#### WHAT IS BEING ASKED
Please output exactly the run of lines that starts at the line with "Could you point out the lighting" and ends at the last line of the records below.

#### MATERIAL TO PROCESS

● ● ● ● ● ● ●

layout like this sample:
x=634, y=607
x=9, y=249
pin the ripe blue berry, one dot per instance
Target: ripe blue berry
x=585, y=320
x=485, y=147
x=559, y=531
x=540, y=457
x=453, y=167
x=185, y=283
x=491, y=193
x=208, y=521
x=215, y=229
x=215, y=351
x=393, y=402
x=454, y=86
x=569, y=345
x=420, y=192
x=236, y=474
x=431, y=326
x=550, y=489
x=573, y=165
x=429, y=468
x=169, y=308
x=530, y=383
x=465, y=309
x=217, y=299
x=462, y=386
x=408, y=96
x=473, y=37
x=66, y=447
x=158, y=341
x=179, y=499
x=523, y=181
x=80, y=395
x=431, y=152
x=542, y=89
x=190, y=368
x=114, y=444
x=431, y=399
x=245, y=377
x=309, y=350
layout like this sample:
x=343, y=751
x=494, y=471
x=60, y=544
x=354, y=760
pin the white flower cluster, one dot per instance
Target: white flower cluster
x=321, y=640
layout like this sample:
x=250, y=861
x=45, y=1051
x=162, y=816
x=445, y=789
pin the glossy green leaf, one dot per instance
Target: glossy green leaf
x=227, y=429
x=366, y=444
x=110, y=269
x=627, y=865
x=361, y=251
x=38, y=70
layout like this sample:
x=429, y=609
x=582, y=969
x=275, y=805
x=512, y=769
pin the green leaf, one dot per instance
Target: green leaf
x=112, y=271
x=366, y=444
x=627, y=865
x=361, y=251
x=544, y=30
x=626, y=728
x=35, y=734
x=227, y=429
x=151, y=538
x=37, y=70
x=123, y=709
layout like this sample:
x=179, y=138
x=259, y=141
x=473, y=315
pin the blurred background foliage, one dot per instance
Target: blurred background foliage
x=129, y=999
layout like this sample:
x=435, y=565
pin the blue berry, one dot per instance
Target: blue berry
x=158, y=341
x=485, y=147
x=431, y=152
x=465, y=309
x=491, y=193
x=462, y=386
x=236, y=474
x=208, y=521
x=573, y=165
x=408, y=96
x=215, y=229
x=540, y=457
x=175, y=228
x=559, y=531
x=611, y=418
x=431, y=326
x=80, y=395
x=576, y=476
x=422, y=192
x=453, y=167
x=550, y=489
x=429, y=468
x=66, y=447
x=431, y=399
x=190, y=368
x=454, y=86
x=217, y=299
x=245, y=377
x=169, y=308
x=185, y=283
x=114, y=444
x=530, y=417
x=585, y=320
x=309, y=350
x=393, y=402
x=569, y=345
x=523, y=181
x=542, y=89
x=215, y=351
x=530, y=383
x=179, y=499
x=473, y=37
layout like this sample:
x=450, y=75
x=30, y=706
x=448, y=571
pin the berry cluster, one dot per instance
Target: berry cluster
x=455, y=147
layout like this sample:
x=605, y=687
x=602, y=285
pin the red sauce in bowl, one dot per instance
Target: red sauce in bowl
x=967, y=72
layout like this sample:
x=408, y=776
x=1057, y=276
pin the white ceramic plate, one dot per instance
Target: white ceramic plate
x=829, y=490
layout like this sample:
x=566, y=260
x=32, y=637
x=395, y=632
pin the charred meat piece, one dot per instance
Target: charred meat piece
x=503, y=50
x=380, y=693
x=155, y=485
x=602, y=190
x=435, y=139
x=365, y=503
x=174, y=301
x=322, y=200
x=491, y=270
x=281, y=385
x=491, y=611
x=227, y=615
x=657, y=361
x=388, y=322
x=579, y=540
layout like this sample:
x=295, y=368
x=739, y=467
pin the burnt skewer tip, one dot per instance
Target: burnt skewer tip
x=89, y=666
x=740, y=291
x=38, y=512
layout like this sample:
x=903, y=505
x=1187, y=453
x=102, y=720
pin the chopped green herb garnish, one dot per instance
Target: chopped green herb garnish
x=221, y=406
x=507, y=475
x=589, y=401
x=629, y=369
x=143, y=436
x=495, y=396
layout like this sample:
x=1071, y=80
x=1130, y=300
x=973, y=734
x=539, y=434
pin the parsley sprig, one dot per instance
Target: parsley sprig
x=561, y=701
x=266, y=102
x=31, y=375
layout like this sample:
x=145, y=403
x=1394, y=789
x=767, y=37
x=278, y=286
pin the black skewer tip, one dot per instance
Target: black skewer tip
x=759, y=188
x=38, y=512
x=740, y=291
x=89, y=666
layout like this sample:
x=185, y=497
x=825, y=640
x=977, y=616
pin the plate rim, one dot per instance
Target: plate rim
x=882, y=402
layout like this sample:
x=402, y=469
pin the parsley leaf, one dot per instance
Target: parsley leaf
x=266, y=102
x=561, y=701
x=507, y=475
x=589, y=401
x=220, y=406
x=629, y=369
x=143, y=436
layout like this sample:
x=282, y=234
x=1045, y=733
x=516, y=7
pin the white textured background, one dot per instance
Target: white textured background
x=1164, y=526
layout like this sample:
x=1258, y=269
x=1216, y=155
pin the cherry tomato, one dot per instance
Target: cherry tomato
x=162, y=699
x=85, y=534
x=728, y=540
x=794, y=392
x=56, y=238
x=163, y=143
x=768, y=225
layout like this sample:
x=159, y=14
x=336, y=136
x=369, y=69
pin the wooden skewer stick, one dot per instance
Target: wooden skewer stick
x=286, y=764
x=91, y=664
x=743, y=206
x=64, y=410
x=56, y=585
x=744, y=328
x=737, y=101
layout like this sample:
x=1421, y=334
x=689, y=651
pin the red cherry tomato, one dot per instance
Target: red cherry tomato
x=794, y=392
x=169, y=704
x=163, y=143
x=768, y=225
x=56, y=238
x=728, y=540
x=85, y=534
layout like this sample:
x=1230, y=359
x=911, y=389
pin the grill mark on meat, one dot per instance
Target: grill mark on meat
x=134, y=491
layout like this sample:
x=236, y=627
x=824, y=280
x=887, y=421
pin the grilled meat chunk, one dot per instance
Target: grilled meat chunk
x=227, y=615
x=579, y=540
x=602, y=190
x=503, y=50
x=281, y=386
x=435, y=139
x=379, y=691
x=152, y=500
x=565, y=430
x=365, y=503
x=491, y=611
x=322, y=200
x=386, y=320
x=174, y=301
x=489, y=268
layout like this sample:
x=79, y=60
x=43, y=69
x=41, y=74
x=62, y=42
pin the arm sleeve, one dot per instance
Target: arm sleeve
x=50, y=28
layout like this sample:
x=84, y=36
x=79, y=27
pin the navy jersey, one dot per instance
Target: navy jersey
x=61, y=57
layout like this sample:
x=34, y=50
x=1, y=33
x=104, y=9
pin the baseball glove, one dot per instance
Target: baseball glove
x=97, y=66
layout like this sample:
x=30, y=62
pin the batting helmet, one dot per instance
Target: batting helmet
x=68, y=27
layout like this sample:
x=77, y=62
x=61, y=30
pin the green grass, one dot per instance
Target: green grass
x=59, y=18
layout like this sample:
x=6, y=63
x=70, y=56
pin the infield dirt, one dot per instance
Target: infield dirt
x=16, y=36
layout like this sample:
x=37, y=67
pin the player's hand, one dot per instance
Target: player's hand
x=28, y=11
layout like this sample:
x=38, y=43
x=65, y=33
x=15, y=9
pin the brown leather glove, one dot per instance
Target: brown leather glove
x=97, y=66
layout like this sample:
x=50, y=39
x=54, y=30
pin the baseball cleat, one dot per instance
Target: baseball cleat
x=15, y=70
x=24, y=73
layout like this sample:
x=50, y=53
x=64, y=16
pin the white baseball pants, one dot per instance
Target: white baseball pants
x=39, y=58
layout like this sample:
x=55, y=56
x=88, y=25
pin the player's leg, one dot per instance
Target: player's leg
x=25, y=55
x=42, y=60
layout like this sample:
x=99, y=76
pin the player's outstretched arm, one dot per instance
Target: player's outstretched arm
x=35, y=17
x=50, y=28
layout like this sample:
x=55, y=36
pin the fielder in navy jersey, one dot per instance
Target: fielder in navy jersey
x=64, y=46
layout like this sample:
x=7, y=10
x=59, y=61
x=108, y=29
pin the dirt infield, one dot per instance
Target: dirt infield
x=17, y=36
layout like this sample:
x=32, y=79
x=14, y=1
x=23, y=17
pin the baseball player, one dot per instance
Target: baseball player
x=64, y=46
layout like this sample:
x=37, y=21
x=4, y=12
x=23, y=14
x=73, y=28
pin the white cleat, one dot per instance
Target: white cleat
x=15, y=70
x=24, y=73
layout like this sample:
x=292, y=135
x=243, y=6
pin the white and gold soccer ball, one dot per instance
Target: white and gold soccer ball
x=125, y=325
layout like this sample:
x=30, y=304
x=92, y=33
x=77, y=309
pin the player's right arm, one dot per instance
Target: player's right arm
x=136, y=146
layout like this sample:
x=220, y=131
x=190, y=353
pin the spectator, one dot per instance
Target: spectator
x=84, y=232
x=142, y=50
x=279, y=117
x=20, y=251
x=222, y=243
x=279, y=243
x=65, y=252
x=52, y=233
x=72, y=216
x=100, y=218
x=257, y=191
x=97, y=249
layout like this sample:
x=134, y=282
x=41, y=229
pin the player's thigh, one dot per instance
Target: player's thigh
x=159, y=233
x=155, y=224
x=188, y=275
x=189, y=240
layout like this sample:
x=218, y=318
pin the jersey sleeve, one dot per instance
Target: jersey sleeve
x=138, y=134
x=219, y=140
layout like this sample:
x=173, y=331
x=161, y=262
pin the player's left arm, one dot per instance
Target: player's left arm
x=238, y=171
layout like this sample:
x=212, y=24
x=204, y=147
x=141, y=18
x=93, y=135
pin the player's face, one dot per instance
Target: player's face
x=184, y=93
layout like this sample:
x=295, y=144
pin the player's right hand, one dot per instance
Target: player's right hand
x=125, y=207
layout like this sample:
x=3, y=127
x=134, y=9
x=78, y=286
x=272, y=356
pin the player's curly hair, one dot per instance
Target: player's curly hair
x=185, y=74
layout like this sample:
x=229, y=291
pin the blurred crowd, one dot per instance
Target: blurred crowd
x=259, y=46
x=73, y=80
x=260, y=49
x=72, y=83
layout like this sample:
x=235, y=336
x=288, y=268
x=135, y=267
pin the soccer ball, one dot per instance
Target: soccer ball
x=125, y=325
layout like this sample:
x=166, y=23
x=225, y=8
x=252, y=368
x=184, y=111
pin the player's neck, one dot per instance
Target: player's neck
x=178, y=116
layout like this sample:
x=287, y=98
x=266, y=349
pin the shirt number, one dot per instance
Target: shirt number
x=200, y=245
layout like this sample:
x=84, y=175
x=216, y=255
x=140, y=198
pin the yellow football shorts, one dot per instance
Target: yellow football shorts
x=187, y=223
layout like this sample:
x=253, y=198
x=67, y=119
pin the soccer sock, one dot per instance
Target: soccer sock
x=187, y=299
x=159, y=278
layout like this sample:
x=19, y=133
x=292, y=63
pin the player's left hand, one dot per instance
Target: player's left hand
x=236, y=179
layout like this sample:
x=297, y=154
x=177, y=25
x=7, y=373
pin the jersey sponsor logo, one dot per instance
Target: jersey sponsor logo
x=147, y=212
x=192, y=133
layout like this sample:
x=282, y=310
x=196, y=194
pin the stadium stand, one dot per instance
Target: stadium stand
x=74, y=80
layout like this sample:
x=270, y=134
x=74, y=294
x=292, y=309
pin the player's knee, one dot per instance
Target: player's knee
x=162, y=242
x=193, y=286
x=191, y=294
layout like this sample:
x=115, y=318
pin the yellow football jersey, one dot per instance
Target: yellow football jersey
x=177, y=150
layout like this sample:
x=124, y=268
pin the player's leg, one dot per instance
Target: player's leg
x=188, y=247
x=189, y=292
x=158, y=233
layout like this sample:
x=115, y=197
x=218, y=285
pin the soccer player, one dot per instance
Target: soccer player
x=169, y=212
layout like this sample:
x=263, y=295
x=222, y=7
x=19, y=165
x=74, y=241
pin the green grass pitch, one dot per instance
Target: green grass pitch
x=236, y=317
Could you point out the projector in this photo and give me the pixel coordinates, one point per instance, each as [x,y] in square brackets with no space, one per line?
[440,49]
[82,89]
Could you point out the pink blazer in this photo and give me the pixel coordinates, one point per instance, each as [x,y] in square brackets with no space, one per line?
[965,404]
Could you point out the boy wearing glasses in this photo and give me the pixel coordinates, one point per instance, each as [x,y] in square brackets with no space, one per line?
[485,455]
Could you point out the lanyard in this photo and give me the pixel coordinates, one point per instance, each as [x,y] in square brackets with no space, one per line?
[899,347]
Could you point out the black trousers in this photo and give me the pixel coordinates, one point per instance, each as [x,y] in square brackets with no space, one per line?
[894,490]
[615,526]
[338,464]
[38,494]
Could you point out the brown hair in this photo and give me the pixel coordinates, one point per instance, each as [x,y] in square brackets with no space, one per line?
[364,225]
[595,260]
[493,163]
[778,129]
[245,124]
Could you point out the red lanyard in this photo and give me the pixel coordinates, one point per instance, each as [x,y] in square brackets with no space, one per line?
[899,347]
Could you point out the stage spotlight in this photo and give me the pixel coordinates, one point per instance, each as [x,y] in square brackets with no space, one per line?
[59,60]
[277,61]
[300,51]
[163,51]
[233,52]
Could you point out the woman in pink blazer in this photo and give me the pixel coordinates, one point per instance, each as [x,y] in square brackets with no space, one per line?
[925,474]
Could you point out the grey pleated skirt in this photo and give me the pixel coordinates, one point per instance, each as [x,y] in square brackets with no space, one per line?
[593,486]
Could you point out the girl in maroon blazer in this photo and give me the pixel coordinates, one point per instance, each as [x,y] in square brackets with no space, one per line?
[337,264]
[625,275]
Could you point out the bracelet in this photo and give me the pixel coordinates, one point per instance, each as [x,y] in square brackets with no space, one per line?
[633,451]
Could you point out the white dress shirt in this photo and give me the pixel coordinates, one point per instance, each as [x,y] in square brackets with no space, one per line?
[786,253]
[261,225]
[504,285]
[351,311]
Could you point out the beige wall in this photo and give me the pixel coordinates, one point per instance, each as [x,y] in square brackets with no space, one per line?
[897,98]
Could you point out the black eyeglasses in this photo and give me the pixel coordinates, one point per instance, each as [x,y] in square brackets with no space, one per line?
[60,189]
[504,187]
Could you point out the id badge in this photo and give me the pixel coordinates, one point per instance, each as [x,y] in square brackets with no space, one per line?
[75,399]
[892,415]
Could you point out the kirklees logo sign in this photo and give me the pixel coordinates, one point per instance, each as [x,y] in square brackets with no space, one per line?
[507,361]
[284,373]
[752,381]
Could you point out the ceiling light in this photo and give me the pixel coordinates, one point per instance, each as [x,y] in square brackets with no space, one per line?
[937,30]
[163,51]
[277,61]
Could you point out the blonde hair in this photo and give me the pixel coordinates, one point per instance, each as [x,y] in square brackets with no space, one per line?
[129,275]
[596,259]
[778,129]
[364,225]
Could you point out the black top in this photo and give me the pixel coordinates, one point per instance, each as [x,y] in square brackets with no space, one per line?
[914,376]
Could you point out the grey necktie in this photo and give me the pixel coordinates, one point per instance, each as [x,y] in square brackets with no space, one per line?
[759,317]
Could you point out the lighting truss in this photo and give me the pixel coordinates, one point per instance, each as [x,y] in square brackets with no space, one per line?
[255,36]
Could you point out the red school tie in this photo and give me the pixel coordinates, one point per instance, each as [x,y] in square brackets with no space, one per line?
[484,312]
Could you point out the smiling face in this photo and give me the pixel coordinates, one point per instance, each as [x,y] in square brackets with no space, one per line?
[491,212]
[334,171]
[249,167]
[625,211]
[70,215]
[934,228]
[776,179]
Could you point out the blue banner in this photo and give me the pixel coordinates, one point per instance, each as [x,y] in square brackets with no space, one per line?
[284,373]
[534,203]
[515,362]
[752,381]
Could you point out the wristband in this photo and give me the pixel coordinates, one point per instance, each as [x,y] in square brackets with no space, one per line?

● ● ● ● ● ● ●

#### FINISHED EXERCISE
Could you point out the lighting truss in this photo and give me the pixel coordinates, one point per instance, each as [x,y] in square brackets with no space, one per line?
[255,36]
Could you point out the red school tie in this photo and give me the pixel coordinates, one point per instance, each as [x,y] in square brackets with no space, one per line?
[484,312]
Could you point out the smiling face in this photo and give me the pixel coordinates, one point per instance, each as [x,y] in square brackets with no space, one per line?
[491,212]
[334,171]
[249,167]
[625,211]
[70,215]
[934,228]
[776,179]
Could you point out the blue banner in this photo and give me the pixel coordinates, one point per instance, each as [x,y] in square brackets with no space, one per line?
[284,373]
[534,203]
[515,362]
[752,381]
Could you point out the wristband in this photo and give me the pixel coordinates, one point per instance, each as [x,y] in square brackets with no space, one per line?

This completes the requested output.